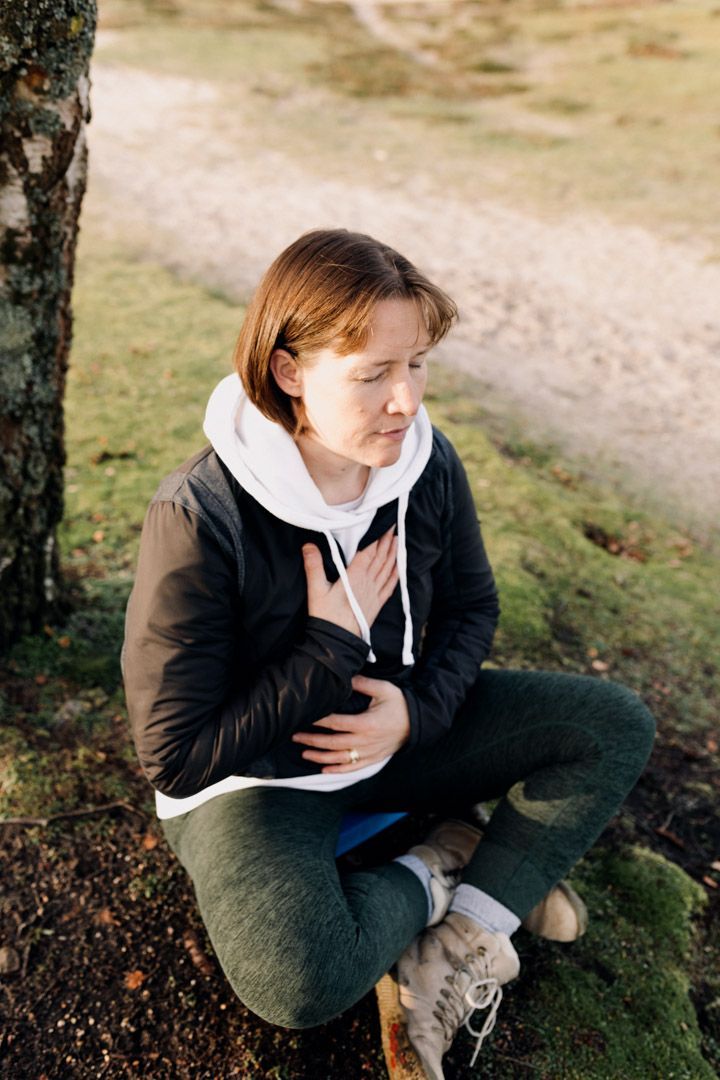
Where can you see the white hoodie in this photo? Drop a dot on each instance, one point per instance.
(268, 464)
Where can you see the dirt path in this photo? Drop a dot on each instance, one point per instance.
(602, 336)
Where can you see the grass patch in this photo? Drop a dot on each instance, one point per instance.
(636, 92)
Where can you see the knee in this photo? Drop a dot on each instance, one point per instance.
(626, 723)
(299, 1002)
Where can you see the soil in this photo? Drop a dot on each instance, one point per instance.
(114, 975)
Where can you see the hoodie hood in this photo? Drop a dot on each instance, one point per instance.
(265, 459)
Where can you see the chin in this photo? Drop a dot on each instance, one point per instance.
(385, 457)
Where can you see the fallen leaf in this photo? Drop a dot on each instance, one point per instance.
(10, 960)
(673, 837)
(191, 942)
(135, 979)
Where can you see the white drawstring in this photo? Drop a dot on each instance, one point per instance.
(402, 569)
(357, 611)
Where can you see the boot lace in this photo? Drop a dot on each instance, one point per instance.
(457, 1008)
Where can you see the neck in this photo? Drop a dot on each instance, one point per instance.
(337, 478)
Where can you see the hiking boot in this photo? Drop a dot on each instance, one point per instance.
(560, 916)
(401, 1058)
(445, 851)
(444, 976)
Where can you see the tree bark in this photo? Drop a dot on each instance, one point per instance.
(44, 58)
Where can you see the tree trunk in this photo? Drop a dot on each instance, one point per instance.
(44, 57)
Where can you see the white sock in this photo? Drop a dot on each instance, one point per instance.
(484, 909)
(422, 873)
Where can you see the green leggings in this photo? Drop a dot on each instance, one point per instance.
(300, 943)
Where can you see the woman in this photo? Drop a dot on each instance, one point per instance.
(312, 608)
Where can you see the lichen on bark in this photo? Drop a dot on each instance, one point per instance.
(44, 58)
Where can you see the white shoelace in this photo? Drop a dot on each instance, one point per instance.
(452, 1006)
(490, 998)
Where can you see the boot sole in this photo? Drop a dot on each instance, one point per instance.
(401, 1058)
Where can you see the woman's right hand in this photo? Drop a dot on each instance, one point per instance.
(372, 577)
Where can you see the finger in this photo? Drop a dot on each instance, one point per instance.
(335, 758)
(323, 741)
(352, 768)
(341, 721)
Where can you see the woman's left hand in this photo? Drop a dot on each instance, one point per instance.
(376, 733)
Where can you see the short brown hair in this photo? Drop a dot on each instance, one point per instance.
(322, 291)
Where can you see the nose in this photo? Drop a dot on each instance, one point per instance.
(406, 399)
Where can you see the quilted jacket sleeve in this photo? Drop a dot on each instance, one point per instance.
(463, 616)
(191, 724)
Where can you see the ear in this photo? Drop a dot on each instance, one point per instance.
(287, 372)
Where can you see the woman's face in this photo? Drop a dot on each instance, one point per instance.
(360, 407)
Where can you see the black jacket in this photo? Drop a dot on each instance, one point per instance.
(221, 661)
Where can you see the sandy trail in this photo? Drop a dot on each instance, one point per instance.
(605, 337)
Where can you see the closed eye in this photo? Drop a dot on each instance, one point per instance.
(375, 378)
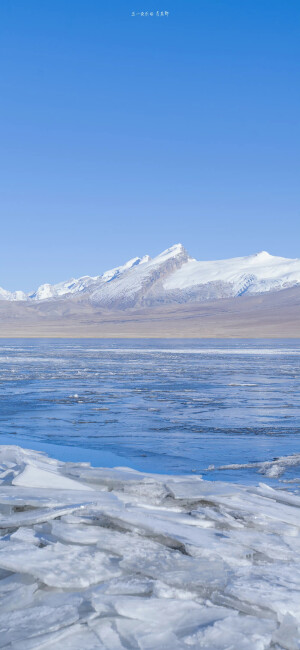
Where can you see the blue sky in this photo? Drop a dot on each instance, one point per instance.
(123, 135)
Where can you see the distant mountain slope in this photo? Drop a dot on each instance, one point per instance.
(171, 277)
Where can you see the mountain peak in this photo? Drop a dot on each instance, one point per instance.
(174, 251)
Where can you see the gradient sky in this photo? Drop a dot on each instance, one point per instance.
(122, 135)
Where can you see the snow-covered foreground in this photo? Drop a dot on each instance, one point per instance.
(112, 559)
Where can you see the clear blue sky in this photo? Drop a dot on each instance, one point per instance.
(123, 135)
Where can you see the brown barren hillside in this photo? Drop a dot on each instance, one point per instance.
(274, 315)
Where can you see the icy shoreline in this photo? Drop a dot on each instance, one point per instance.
(113, 558)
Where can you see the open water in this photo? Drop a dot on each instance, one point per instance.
(168, 406)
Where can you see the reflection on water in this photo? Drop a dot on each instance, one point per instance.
(168, 406)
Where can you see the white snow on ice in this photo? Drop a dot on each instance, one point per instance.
(116, 559)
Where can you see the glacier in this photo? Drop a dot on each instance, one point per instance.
(172, 277)
(117, 559)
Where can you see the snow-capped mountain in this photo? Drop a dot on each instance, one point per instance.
(172, 277)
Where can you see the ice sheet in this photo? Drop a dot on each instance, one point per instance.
(114, 559)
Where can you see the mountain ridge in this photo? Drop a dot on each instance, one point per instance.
(171, 277)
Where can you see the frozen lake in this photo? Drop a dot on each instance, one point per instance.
(165, 406)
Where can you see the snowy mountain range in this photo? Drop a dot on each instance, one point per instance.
(171, 277)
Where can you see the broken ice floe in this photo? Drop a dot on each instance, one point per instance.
(113, 559)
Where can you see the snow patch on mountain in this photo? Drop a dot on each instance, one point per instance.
(255, 274)
(173, 276)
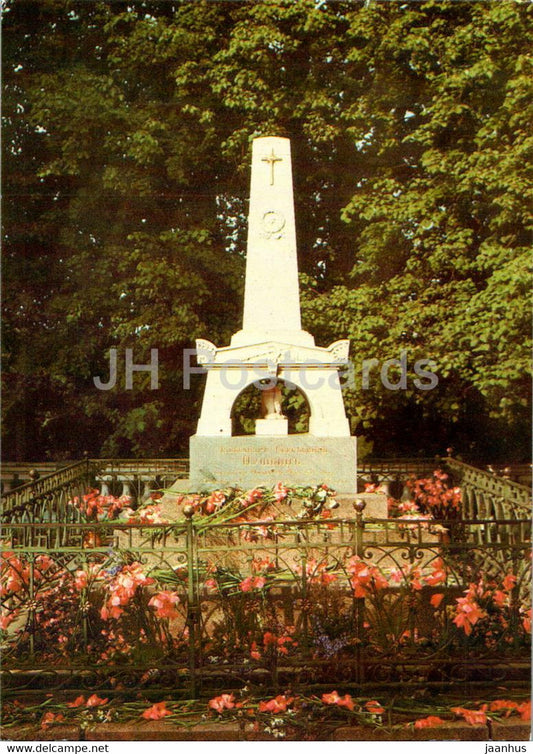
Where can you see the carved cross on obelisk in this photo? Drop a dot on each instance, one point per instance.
(271, 297)
(272, 159)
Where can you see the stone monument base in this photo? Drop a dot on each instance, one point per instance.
(250, 461)
(272, 427)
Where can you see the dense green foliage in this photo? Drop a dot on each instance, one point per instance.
(127, 130)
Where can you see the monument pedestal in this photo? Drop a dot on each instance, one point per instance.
(272, 427)
(252, 461)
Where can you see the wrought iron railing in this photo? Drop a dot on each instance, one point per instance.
(272, 604)
(486, 495)
(47, 498)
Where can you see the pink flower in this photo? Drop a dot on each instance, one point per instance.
(80, 580)
(280, 492)
(438, 576)
(156, 711)
(436, 599)
(7, 617)
(524, 710)
(428, 722)
(509, 582)
(253, 496)
(214, 501)
(468, 611)
(252, 582)
(374, 707)
(95, 701)
(278, 704)
(472, 717)
(340, 701)
(78, 702)
(164, 603)
(503, 704)
(51, 717)
(222, 702)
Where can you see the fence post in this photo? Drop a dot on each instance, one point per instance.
(359, 506)
(192, 603)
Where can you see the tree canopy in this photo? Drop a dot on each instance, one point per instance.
(127, 132)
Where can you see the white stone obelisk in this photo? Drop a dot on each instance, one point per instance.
(269, 351)
(271, 298)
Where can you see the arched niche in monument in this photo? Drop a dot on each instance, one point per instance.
(273, 345)
(249, 405)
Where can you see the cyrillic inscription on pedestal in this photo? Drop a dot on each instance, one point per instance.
(253, 461)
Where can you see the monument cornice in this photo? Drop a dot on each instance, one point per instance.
(272, 353)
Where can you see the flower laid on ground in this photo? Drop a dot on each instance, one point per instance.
(156, 712)
(428, 722)
(280, 492)
(374, 707)
(364, 577)
(79, 701)
(97, 507)
(95, 701)
(49, 718)
(252, 582)
(468, 610)
(503, 705)
(122, 588)
(340, 701)
(164, 604)
(222, 702)
(472, 717)
(214, 502)
(436, 599)
(147, 514)
(434, 495)
(276, 705)
(280, 643)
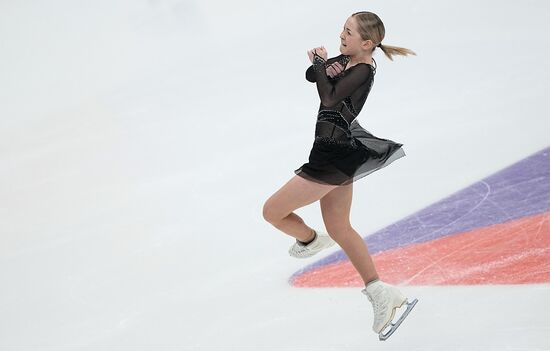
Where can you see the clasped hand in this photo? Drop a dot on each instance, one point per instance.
(333, 69)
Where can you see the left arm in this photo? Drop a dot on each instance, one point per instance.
(332, 92)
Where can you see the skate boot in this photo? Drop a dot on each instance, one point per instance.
(386, 299)
(322, 241)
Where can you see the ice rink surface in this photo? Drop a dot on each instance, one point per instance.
(140, 139)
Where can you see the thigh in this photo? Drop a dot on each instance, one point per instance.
(336, 207)
(297, 192)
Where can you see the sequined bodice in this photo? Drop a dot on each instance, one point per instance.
(342, 97)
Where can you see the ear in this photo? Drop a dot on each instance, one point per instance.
(367, 44)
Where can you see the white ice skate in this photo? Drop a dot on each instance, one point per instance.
(321, 242)
(386, 299)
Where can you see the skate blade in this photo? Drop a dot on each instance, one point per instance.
(394, 326)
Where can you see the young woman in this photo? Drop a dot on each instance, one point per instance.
(342, 152)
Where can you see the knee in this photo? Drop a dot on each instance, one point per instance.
(339, 231)
(269, 212)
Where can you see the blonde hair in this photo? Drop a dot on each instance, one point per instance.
(371, 28)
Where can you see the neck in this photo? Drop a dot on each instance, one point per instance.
(355, 59)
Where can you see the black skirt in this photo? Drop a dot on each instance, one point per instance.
(341, 163)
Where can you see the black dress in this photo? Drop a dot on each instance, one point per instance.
(343, 151)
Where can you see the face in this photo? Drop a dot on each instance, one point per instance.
(350, 40)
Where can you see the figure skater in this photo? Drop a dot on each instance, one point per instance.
(342, 152)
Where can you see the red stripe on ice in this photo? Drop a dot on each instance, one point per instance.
(514, 252)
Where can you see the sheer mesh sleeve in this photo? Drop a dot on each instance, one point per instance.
(332, 92)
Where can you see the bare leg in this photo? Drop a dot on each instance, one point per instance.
(297, 192)
(335, 207)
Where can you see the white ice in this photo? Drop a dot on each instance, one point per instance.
(140, 139)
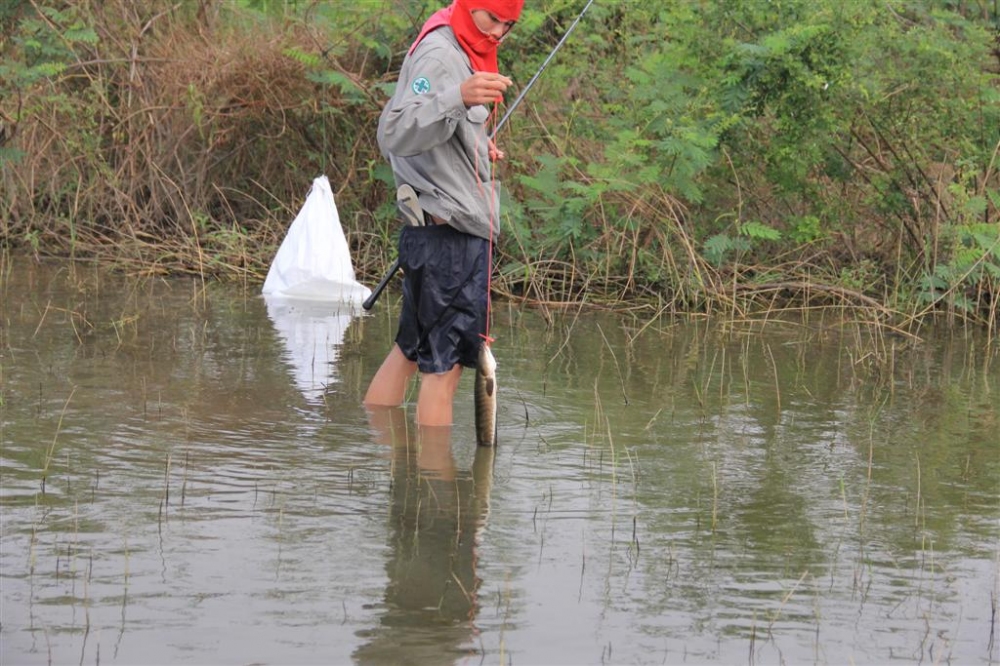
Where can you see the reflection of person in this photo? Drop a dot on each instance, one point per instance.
(436, 517)
(434, 133)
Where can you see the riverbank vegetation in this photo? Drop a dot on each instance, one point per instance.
(691, 156)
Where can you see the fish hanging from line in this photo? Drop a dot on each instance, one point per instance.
(486, 396)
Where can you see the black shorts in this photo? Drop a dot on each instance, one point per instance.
(444, 296)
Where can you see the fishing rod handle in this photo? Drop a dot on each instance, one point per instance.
(380, 287)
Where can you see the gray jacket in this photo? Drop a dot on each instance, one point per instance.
(435, 143)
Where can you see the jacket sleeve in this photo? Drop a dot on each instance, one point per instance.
(425, 109)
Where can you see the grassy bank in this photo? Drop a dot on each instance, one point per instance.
(685, 158)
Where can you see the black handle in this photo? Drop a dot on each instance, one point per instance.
(380, 287)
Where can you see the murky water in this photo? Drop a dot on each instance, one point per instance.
(188, 477)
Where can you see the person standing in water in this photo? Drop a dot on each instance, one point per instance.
(434, 133)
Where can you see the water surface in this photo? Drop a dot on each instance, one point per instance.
(188, 476)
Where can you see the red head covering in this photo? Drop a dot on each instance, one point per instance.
(480, 47)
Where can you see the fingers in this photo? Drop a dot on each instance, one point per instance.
(484, 88)
(495, 153)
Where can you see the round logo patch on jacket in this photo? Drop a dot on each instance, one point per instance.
(420, 85)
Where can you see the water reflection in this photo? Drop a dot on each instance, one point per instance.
(312, 333)
(436, 519)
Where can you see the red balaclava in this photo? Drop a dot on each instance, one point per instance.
(480, 47)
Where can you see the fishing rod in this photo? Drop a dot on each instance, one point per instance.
(370, 301)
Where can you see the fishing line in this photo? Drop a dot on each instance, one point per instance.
(494, 207)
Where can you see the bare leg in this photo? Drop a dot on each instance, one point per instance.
(437, 392)
(388, 387)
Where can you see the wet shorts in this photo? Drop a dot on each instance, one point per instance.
(444, 296)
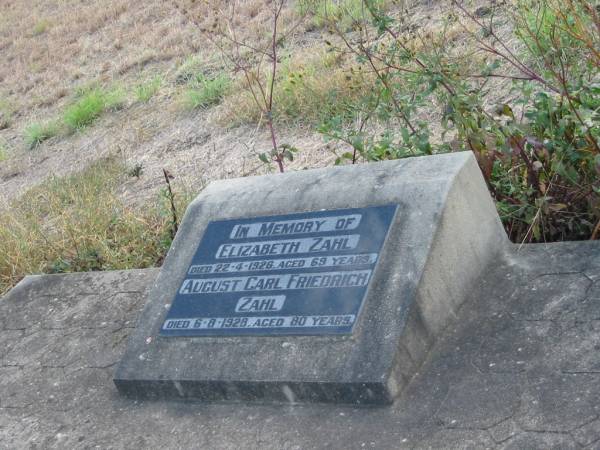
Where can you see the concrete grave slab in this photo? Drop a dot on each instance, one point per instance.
(431, 230)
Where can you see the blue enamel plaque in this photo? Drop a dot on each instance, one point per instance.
(295, 274)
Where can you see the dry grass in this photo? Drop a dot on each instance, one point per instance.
(80, 223)
(312, 84)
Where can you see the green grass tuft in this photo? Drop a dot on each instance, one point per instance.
(146, 90)
(90, 106)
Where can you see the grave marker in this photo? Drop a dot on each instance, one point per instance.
(327, 285)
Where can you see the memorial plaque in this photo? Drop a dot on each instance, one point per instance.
(295, 274)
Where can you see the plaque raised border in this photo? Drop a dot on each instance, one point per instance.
(293, 274)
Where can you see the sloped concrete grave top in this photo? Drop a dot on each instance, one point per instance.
(327, 285)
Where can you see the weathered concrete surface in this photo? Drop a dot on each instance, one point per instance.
(519, 369)
(445, 233)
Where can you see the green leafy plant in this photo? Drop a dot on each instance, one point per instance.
(148, 89)
(537, 147)
(90, 105)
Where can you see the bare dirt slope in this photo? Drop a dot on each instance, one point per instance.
(49, 49)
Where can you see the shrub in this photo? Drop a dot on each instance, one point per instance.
(79, 223)
(36, 133)
(538, 148)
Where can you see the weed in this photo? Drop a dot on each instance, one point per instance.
(3, 151)
(6, 114)
(91, 105)
(312, 86)
(145, 91)
(136, 171)
(36, 133)
(204, 92)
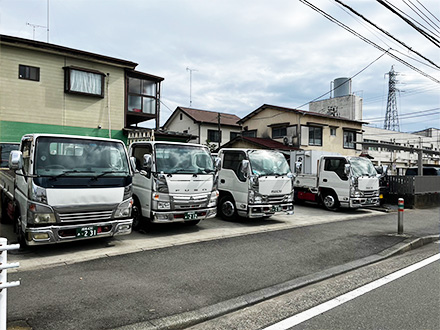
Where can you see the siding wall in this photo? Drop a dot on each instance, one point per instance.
(44, 102)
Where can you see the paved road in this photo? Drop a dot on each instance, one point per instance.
(222, 268)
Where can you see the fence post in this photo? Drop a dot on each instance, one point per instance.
(401, 206)
(4, 284)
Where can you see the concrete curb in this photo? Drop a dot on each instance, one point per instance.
(187, 319)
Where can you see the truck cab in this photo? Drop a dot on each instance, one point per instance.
(254, 183)
(173, 182)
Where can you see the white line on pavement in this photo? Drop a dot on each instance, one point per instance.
(324, 307)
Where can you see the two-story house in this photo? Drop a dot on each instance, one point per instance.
(304, 129)
(47, 88)
(208, 126)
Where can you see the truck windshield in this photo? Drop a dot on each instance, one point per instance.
(78, 157)
(265, 162)
(362, 166)
(171, 159)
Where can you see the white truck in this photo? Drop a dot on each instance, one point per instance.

.....

Which lines run from the one containing "Where can you see the concrete curb" to the end of the entries above? Quote exactly those, and only those.

ANSWER FOR THE TASK:
Where can you see the concrete curb in this photo? Drop a dot on each instance, one point per instance.
(187, 319)
Where can you see the truck cab in this photo? Drop a dot on each instance, one point per instance.
(254, 183)
(173, 182)
Where can you see the white line on pavement in this photo? Drop a dot on each instance, one point per instance.
(324, 307)
Where can you see the two-story house in this photo? Drop a dot on each instance, one point per instance.
(304, 129)
(47, 88)
(208, 126)
Where can you see the truck windshield in this photo? Drop a dot on each instance, one point per instance.
(78, 157)
(265, 162)
(362, 166)
(171, 159)
Where can you see the white truck in this photo? Drop a dot on each instance, one point per instance.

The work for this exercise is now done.